# Required work:
Output the full listing word for word.
*** Data extracts ***
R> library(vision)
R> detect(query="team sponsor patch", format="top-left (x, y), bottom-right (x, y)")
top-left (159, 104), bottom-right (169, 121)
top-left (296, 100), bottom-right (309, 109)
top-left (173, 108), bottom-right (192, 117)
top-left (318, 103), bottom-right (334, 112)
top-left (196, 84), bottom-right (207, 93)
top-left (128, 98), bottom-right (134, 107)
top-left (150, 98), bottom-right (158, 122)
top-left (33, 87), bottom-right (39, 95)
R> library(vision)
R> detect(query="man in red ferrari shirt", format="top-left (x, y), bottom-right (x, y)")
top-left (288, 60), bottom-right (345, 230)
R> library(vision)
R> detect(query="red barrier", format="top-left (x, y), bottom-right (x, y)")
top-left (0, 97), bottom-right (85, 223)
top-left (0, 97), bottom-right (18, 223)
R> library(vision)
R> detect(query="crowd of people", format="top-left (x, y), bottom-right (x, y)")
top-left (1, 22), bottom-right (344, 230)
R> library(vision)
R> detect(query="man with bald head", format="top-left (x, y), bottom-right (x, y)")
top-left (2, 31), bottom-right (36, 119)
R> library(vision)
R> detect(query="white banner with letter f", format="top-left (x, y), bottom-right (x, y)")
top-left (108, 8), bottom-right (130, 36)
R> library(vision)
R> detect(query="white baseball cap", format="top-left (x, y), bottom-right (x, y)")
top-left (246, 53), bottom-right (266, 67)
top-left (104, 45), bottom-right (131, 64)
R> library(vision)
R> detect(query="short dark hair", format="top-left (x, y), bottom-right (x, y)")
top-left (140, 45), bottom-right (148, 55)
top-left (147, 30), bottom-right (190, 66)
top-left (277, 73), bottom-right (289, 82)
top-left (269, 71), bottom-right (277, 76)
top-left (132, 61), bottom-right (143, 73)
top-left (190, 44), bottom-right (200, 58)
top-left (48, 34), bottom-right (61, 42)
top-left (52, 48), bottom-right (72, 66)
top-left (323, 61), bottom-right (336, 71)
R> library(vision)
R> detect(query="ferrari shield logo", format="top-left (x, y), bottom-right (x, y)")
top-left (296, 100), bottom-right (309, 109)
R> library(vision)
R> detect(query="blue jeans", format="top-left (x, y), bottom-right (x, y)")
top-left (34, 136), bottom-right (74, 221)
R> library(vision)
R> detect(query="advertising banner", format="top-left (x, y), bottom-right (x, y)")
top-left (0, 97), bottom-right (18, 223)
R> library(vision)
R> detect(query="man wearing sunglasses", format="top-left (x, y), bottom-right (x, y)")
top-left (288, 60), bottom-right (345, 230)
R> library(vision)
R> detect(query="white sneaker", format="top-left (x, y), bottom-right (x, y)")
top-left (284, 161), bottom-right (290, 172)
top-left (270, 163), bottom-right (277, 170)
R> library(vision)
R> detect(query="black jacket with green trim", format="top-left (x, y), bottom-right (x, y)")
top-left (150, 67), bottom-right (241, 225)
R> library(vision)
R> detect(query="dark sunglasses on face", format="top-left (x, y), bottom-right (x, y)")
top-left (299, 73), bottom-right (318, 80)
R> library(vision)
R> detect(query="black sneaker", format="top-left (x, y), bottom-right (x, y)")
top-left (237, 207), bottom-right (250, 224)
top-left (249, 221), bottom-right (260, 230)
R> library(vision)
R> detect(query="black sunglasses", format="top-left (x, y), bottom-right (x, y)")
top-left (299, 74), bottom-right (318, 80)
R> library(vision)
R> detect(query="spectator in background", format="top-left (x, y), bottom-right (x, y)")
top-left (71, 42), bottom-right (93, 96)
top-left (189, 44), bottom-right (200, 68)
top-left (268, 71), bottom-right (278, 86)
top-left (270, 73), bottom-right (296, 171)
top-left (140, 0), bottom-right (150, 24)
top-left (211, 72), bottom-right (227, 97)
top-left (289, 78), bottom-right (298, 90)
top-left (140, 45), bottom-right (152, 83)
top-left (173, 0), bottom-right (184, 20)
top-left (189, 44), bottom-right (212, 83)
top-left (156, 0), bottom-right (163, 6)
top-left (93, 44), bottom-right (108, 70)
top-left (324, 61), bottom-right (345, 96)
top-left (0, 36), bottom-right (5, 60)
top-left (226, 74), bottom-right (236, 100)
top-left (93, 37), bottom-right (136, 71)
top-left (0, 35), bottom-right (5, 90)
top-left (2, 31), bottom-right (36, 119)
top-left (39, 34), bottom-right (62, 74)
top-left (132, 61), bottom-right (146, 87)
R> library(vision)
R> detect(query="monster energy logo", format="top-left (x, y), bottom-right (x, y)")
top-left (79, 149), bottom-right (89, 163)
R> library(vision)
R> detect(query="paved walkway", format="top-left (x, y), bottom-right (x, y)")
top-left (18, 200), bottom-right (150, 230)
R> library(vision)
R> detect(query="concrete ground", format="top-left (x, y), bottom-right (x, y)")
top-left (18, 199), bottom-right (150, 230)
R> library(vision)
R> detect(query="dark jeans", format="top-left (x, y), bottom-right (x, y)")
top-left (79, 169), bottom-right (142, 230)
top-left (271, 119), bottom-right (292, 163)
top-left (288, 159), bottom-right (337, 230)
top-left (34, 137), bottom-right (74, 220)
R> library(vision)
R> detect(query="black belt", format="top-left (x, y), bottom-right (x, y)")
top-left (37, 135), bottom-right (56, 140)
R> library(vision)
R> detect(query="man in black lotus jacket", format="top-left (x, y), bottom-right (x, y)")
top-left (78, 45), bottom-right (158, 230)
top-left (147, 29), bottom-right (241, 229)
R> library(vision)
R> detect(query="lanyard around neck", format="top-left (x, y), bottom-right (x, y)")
***
# Written solution:
R> library(vision)
R> detect(query="team sponsor patch", format="top-left (x, y), bottom-right (x, y)")
top-left (159, 104), bottom-right (169, 121)
top-left (296, 100), bottom-right (309, 109)
top-left (173, 108), bottom-right (192, 117)
top-left (318, 103), bottom-right (334, 112)
top-left (196, 84), bottom-right (207, 93)
top-left (128, 98), bottom-right (134, 107)
top-left (150, 98), bottom-right (158, 122)
top-left (33, 87), bottom-right (39, 95)
R> library(vision)
R> detect(query="man in red ferrari shirt", format="top-left (x, y), bottom-right (x, y)")
top-left (288, 60), bottom-right (345, 230)
R> library(vision)
R> detect(query="red barrier", format="top-left (x, y), bottom-right (x, y)")
top-left (0, 97), bottom-right (85, 223)
top-left (0, 97), bottom-right (18, 223)
R> library(vision)
R> detect(query="crowd of people", format="top-left (x, y), bottom-right (x, y)")
top-left (1, 22), bottom-right (344, 230)
R> library(vision)
R> detect(query="man with bald head", format="top-left (x, y), bottom-right (x, y)")
top-left (2, 31), bottom-right (36, 119)
R> library(vision)
R> detect(query="white banner with letter f", format="top-left (x, y), bottom-right (x, y)")
top-left (108, 8), bottom-right (130, 36)
R> library(vision)
R> detect(query="white baseball cap", format="top-left (x, y), bottom-right (x, y)")
top-left (246, 53), bottom-right (266, 67)
top-left (104, 45), bottom-right (131, 64)
R> library(vision)
R> detect(query="short dark hair", format="top-left (x, y), bottom-right (x, y)")
top-left (140, 45), bottom-right (148, 55)
top-left (147, 30), bottom-right (190, 66)
top-left (277, 73), bottom-right (289, 82)
top-left (269, 71), bottom-right (277, 76)
top-left (132, 61), bottom-right (143, 73)
top-left (190, 44), bottom-right (200, 58)
top-left (48, 34), bottom-right (61, 42)
top-left (52, 48), bottom-right (72, 66)
top-left (323, 61), bottom-right (336, 71)
R> library(vision)
R> detect(query="ferrari shield logo", format="top-left (x, y), bottom-right (x, y)")
top-left (296, 100), bottom-right (309, 109)
R> library(vision)
R> detect(query="blue jeans", format="top-left (x, y), bottom-right (x, y)")
top-left (34, 136), bottom-right (74, 221)
R> library(vision)
R> detect(query="advertising banner", format="top-left (x, y), bottom-right (x, y)")
top-left (0, 97), bottom-right (18, 223)
R> library(vision)
R> detect(query="man wearing sunglasses", format="top-left (x, y), bottom-right (x, y)")
top-left (288, 60), bottom-right (345, 230)
R> library(vision)
R> detect(query="white sneaker", format="top-left (x, y), bottom-right (x, y)")
top-left (284, 161), bottom-right (290, 172)
top-left (270, 163), bottom-right (277, 170)
R> library(vision)
R> detect(query="black jacket with green trim", format="top-left (x, y), bottom-right (x, y)")
top-left (150, 67), bottom-right (241, 225)
R> library(vision)
R> detect(query="dark sunglasses on face", format="top-left (x, y), bottom-right (x, y)")
top-left (299, 73), bottom-right (318, 80)
R> library(vision)
R> detect(query="black sneaker", format="top-left (x, y), bottom-right (x, y)")
top-left (237, 207), bottom-right (250, 224)
top-left (249, 221), bottom-right (260, 230)
R> library(vision)
R> detect(query="black sunglasses", format="top-left (x, y), bottom-right (x, y)")
top-left (299, 74), bottom-right (318, 80)
R> library(vision)
R> detect(query="spectator in background", format="top-left (x, y), bottom-right (x, y)")
top-left (71, 42), bottom-right (93, 96)
top-left (189, 44), bottom-right (200, 68)
top-left (268, 71), bottom-right (278, 86)
top-left (270, 73), bottom-right (296, 171)
top-left (140, 0), bottom-right (150, 24)
top-left (211, 72), bottom-right (227, 97)
top-left (289, 78), bottom-right (298, 90)
top-left (140, 45), bottom-right (152, 83)
top-left (173, 0), bottom-right (184, 20)
top-left (189, 44), bottom-right (212, 83)
top-left (156, 0), bottom-right (163, 6)
top-left (93, 44), bottom-right (108, 70)
top-left (324, 61), bottom-right (345, 96)
top-left (0, 36), bottom-right (5, 60)
top-left (226, 74), bottom-right (236, 100)
top-left (93, 37), bottom-right (136, 71)
top-left (0, 35), bottom-right (5, 90)
top-left (2, 31), bottom-right (36, 119)
top-left (39, 34), bottom-right (62, 74)
top-left (132, 61), bottom-right (146, 87)
R> library(vision)
R> detect(query="monster energy logo", format="top-left (x, y), bottom-right (x, y)")
top-left (79, 149), bottom-right (89, 163)
R> library(vision)
R> detect(query="paved walkway", format="top-left (x, y), bottom-right (x, y)")
top-left (18, 200), bottom-right (150, 230)
R> library(vision)
R> detect(query="concrete ground", format="top-left (x, y), bottom-right (x, y)")
top-left (18, 199), bottom-right (150, 230)
R> library(vision)
R> detect(query="dark jeans", format="top-left (x, y), bottom-right (x, y)")
top-left (79, 169), bottom-right (142, 230)
top-left (271, 119), bottom-right (292, 163)
top-left (288, 159), bottom-right (337, 230)
top-left (34, 137), bottom-right (74, 220)
R> library(vision)
R> detect(query="black belt", format="top-left (x, y), bottom-right (x, y)")
top-left (37, 135), bottom-right (56, 140)
R> library(vision)
R> detect(query="man in black lotus jacket", format="top-left (x, y), bottom-right (x, y)")
top-left (78, 45), bottom-right (158, 230)
top-left (147, 29), bottom-right (241, 229)
R> library(vision)
R> detect(query="lanyard around neck", format="top-left (x, y), bottom-right (x, y)")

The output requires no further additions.